# Data listing start
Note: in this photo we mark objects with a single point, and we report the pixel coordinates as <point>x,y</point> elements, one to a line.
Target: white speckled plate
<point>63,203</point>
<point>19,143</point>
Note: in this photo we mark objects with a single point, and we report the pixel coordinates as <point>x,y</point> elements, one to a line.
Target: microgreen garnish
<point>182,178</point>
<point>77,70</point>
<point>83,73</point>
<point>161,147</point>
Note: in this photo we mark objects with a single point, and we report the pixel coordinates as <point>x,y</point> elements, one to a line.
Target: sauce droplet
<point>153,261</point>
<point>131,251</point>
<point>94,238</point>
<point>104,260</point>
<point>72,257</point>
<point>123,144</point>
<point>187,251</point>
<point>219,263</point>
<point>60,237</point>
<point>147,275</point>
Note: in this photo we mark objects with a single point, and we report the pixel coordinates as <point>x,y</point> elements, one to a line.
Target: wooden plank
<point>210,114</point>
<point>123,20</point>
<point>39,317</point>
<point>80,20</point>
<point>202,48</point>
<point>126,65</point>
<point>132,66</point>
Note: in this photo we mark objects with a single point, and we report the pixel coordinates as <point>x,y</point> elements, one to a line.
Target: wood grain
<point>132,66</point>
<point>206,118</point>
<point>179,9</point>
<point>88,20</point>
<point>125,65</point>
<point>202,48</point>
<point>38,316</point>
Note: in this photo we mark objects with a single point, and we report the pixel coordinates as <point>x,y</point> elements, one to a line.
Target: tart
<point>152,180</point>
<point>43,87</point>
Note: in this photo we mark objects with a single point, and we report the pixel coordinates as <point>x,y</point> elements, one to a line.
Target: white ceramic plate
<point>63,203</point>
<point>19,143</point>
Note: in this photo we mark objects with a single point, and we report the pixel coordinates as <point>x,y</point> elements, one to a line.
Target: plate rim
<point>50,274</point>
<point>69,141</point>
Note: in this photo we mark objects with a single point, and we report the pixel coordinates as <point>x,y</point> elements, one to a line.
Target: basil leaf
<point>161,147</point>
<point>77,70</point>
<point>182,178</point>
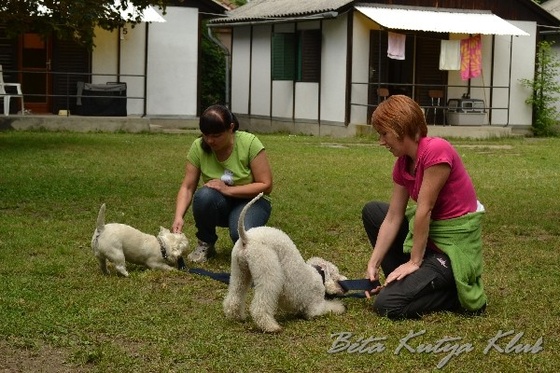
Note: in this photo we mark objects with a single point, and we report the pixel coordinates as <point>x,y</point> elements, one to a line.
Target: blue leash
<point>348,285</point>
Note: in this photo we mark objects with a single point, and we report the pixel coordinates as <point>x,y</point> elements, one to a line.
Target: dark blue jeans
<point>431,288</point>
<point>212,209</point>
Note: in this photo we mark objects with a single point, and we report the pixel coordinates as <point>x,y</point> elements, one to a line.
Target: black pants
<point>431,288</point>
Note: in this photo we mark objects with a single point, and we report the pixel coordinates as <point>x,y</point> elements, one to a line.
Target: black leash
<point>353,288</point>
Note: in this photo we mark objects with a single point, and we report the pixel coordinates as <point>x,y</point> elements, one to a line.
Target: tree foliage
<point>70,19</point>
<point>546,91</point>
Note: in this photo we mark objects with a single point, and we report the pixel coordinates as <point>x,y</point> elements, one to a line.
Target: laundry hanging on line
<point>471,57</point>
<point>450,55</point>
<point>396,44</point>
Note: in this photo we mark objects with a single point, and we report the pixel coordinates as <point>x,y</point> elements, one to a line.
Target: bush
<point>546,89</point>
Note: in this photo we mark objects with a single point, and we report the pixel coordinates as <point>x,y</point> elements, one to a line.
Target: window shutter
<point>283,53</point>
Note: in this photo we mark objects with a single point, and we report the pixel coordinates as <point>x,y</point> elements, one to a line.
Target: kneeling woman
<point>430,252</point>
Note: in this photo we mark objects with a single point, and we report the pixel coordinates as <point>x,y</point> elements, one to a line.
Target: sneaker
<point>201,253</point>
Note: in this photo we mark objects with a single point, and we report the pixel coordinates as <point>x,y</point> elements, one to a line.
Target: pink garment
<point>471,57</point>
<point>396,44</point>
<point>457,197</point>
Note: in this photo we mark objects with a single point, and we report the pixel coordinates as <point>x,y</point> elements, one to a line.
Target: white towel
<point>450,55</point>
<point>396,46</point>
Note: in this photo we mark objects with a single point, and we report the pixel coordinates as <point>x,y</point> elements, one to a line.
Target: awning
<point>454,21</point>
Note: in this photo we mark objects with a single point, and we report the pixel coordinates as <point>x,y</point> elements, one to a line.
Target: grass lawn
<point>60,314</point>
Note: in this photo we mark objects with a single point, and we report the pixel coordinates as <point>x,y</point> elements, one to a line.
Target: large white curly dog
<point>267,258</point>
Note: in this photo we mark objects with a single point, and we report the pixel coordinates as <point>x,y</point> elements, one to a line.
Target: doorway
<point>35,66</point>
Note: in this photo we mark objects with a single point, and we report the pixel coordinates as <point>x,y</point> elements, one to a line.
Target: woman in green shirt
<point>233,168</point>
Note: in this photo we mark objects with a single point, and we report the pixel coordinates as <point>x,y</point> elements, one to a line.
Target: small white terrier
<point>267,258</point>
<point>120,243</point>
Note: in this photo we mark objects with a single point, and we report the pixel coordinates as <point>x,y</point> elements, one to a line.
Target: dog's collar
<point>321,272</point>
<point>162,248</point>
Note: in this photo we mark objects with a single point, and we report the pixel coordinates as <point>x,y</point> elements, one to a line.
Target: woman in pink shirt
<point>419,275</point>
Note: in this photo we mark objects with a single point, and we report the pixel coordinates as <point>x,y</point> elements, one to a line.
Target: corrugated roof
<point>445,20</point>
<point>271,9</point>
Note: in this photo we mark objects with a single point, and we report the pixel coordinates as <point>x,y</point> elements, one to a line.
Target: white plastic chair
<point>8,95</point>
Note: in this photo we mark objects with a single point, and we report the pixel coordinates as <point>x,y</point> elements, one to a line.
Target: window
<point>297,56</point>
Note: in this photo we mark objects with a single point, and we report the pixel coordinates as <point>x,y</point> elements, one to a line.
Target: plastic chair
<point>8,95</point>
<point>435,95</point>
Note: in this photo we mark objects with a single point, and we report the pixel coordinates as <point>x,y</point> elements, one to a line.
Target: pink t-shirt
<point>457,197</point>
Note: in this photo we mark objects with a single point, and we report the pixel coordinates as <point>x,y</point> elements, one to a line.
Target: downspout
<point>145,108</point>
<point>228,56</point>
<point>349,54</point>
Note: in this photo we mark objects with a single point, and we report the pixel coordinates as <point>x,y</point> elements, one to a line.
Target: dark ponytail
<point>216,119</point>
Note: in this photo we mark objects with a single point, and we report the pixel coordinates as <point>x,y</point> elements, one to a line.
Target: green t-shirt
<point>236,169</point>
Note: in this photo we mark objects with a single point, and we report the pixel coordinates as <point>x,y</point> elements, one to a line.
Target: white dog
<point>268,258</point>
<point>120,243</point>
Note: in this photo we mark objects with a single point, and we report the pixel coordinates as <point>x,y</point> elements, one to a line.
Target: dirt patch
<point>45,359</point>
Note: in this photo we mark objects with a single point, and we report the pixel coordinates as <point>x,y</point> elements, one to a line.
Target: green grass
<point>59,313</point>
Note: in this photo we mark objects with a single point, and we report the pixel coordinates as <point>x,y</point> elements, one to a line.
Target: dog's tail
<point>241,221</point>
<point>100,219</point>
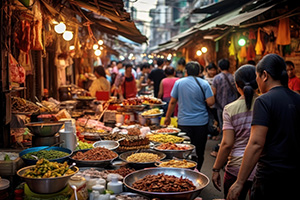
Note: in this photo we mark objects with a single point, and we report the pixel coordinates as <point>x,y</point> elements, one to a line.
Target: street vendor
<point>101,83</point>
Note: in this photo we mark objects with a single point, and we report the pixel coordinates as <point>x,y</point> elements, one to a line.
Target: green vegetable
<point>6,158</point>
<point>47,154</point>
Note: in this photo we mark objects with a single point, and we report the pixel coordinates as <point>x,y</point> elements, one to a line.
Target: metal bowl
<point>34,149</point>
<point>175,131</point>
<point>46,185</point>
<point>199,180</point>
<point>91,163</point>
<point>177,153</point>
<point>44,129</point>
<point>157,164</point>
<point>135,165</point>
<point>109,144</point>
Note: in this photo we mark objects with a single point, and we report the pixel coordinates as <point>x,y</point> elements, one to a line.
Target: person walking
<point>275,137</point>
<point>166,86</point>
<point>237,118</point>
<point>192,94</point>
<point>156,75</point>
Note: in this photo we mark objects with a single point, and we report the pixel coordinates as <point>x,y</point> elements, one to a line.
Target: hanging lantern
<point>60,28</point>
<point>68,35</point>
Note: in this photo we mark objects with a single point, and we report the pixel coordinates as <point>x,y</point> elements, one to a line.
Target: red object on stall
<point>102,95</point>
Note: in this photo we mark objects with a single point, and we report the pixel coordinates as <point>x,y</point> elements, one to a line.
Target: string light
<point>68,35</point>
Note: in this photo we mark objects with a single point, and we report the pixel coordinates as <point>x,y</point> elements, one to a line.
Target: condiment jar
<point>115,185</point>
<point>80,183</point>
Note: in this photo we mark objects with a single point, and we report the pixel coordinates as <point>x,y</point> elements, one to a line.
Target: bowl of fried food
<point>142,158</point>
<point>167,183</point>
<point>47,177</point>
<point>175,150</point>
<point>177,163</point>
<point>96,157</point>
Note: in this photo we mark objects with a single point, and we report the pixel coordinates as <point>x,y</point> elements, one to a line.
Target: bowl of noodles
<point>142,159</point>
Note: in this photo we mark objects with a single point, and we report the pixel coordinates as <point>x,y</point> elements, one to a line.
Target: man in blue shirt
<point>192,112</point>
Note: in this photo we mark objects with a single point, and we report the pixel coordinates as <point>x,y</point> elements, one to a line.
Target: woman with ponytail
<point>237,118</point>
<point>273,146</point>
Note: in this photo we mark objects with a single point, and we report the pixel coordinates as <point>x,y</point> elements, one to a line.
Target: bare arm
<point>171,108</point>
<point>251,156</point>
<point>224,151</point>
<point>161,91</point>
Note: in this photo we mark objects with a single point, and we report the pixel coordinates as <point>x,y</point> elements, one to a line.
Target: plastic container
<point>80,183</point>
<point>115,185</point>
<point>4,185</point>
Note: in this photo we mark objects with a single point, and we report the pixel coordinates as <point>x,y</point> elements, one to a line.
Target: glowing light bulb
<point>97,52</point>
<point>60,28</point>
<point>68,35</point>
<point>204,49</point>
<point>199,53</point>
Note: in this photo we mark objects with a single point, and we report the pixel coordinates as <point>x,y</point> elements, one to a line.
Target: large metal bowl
# Data listing end
# Data listing start
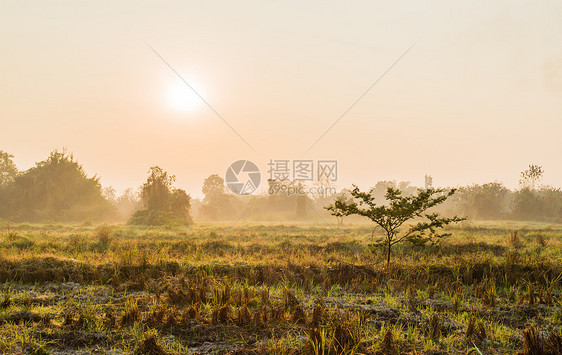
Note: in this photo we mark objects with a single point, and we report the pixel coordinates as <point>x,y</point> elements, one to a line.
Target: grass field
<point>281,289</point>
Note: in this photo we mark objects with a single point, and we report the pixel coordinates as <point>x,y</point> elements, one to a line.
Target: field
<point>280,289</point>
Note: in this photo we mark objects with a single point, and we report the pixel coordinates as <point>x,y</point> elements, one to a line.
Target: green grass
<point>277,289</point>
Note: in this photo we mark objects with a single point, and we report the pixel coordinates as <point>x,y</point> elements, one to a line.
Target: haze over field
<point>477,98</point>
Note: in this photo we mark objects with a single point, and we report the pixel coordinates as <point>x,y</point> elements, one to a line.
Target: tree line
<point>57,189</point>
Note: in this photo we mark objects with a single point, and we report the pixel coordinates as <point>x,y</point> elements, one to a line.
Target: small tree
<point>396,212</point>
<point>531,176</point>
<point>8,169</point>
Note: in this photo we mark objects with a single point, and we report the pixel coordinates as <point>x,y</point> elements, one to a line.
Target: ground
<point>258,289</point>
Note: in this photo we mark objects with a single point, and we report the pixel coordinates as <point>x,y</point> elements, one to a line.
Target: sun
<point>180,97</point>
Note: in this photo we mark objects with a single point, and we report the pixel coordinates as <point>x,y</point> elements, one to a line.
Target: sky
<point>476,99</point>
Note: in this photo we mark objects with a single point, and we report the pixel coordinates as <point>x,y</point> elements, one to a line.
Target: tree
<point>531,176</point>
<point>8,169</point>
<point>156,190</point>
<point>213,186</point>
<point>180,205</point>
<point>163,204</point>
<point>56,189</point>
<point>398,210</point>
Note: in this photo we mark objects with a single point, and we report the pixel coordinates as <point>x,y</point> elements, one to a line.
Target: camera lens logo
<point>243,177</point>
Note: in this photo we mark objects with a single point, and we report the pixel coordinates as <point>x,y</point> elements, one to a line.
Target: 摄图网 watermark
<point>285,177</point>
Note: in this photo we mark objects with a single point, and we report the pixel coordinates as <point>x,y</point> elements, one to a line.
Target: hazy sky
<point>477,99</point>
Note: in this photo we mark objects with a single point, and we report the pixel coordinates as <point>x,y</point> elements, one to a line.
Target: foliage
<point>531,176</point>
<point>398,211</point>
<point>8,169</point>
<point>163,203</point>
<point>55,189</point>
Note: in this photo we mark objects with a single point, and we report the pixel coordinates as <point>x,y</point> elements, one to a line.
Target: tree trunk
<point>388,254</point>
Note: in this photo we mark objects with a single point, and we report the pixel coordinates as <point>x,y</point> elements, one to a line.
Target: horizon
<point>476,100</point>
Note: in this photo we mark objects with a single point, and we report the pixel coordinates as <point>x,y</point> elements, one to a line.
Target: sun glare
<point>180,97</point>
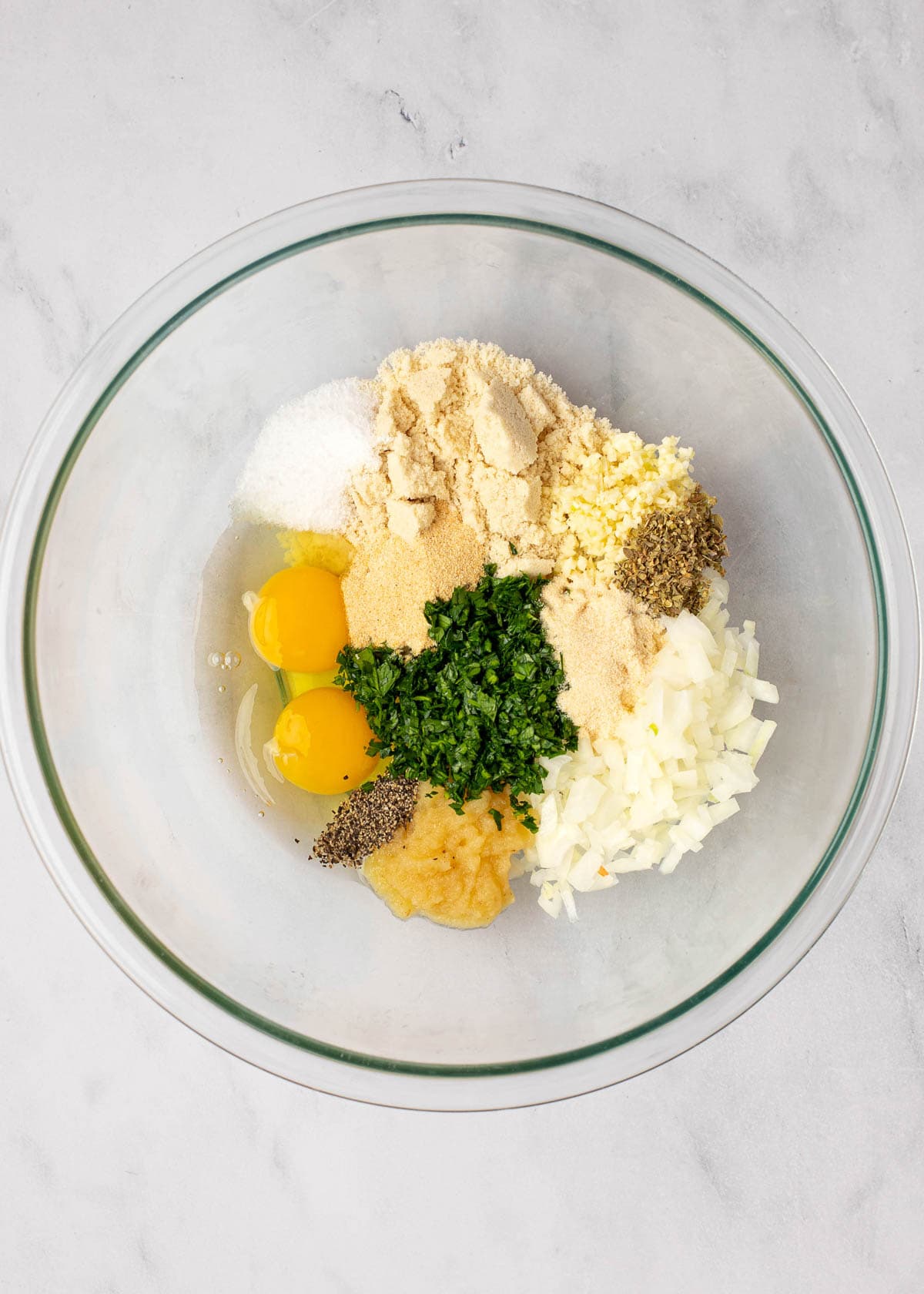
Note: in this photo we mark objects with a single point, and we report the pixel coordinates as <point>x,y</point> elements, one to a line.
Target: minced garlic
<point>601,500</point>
# Data listing end
# Data listing start
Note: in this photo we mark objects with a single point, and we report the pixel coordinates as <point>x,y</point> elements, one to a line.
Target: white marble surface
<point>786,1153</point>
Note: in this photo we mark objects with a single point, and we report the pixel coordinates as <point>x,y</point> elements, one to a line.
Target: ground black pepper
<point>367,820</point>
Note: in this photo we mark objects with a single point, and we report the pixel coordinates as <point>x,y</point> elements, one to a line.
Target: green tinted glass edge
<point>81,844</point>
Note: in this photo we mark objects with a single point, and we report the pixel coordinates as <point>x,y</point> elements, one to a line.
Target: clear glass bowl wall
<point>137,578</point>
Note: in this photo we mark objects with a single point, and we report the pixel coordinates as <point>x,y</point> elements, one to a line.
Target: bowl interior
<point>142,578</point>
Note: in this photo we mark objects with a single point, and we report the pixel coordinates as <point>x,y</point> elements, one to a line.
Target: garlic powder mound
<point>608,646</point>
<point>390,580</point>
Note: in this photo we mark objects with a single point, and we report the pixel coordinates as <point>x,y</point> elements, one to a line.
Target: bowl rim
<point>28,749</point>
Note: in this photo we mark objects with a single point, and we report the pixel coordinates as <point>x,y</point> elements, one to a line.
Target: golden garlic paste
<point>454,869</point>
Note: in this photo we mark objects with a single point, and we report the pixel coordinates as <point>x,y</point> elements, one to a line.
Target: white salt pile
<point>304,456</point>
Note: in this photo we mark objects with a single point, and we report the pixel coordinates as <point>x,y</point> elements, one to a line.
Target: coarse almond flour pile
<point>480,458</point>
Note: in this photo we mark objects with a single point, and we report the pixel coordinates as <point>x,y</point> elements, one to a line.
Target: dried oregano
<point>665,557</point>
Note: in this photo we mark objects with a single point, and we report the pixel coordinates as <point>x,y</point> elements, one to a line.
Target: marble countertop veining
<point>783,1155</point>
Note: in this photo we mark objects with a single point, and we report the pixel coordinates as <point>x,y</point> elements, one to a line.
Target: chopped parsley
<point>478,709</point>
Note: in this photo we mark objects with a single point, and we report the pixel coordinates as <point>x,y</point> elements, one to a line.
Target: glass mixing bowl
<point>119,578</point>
# Data listing end
Given problem
Select and copy every line of the records that contains the word "black".

Answer for this exercise
Target: black pants
Target: black leash
Target: ground black pepper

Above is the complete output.